→ Given task: Copy out the passage below about the miller James Barry's diary and its weather records, word for word and in full.

══ Text block ══

Anyone who’s ever read a farmer’s diary knows that weather figures heavily. Farmers care about the weather and so that’s what they record. Millers had similar concerns, and thus it’s not surprising that James Barry (1822-1906), a miller on Six Mile Brook (off the West River of Pictou County, Nova Scotia) also spent much space in his diary recording the weather. As this Voyant Tools output shows, weather and weather-related topics (warm, cold, beautiful, fine) competed with work-related terms (grinding, working, sawing, kiln) and his employees (Murdoch McKay, Donald Gunn, and his house-servant Barbara) for the most common terms in the diary.

Voyant Tools, Cirrus output, James Barry Diary, 1849-1860 (95 terms)

Weather influenced all Barry’s saw and grist mill operations. It was his friend, and his foe. Mills need a steady supply of water to keep its wheels turning.  Thus every day for 56 years Barry wrote about the weather, and the water level in his millpond. So what does one do with 56 years of historical meteorological data? To be clear, this is not “measured” data, but rather experiential data. He observed that some days were cold, and some were hot, that it rained, snowed, stormed, and that the wind blew from the east or the south.

There is, no doubt, lots of data there and following the work of Liza Piper and others we could use Barry’s “colloquial meteorology” to reconstruct a model of local weather for inland Pictou Township in the second half of the 19th century.[1] Such information is useful, especially when situated beside other regional measures from New England and the Canadas. The patterns of climate change often miss the local, and that’s important in a region like Nova Scotia – a hugely uneven topography protruding out into the North Atlantic, not really continental, but not in the Gulf Stream either – where the volatility of weather can be enormous. Local patterns matter.

═══
══ Source data ══

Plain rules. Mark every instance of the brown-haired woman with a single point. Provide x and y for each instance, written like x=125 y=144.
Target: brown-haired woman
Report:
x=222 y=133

═══

→ Result of this task:
Anyone who’s ever read a farmer’s diary knows that weather figures heavily. Farmers care about the weather and so that’s what they record. Millers had similar concerns, and thus it’s not surprising that James Barry (1822-1906), a miller on Six Mile Brook (off the West River of Pictou County, Nova Scotia) also spent much space in his diary recording the weather. As this Voyant Tools output shows, weather and weather-related topics (warm, cold, beautiful, fine) competed with work-related terms (grinding, working, sawing, kiln) and his employees (Murdoch McKay, Donald Gunn, and his house-servant Barbara) for the most common terms in the diary.

Voyant Tools, Cirrus output, James Barry Diary, 1849-1860 (95 terms)

Weather influenced all Barry’s saw and grist mill operations. It was his friend, and his foe. Mills need a steady supply of water to keep its wheels turning.  Thus every day for 56 years Barry wrote about the weather, and the water level in his millpond. So what does one do with 56 years of historical meteorological data? To be clear, this is not “measured” data, but rather experiential data. He observed that some days were cold, and some were hot, that it rained, snowed, stormed, and that the wind blew from the east or the south.

There is, no doubt, lots of data there and following the work of Liza Piper and others we could use Barry’s “colloquial meteorology” to reconstruct a model of local weather for inland Pictou Township in the second half of the 19th century.[1] Such information is useful, especially when situated beside other regional measures from New England and the Canadas. The patterns of climate change often miss the local, and that’s important in a region like Nova Scotia – a hugely uneven topography protruding out into the North Atlantic, not really continental, but not in the Gulf Stream either – where the volatility of weather can be enormous. Local patterns matter.